— START EXTRACTED MATERIAL —

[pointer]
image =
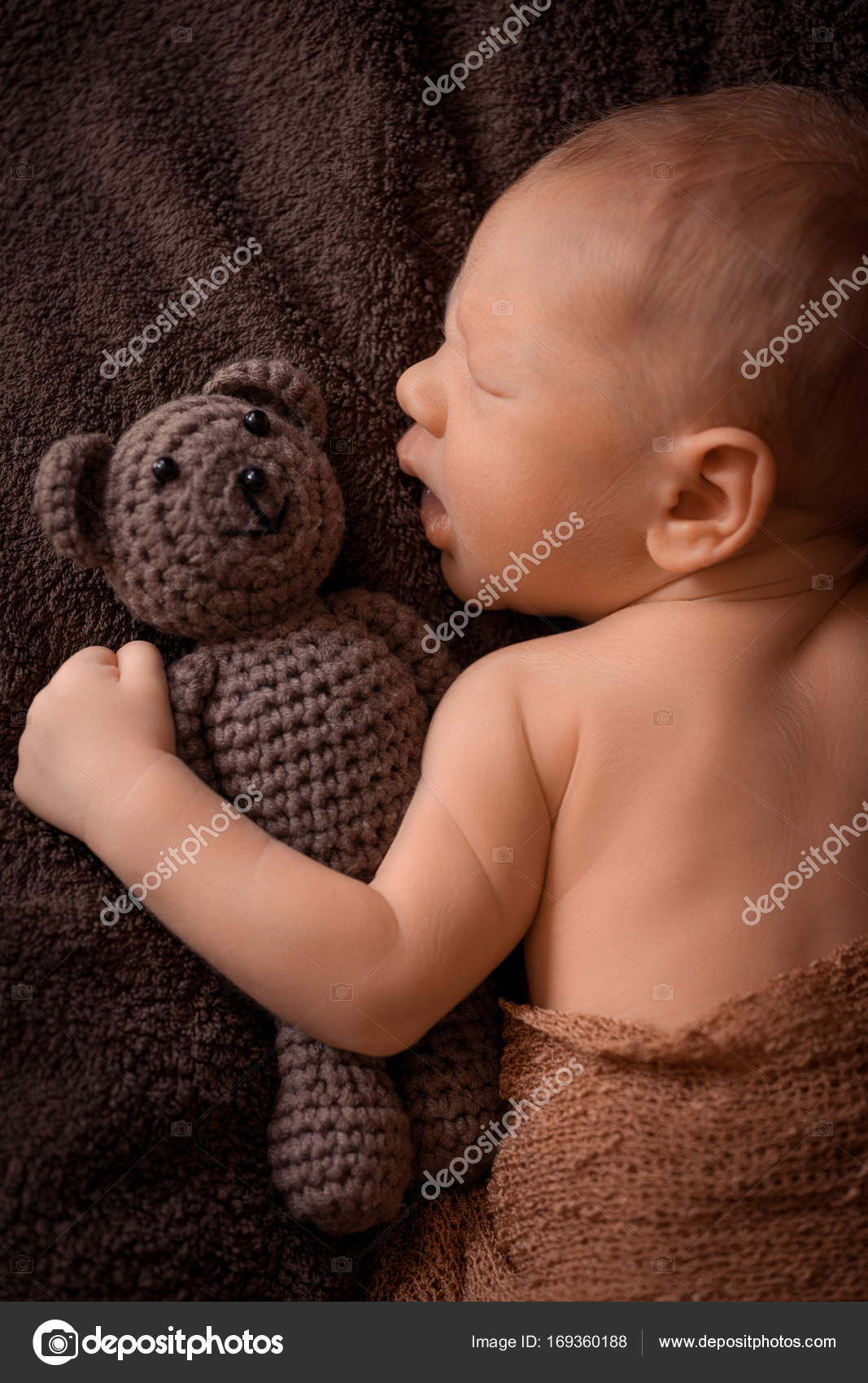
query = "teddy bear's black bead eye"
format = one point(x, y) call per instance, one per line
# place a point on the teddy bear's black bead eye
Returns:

— END EXTRACTED MATERIAL —

Copy out the material above word for word, line by line, but leave out the pictures.

[pointer]
image =
query = "teddy bear's black bead eye"
format = one point(x, y) call per instance, one per line
# place a point on the teddy bear's black bead eye
Returns:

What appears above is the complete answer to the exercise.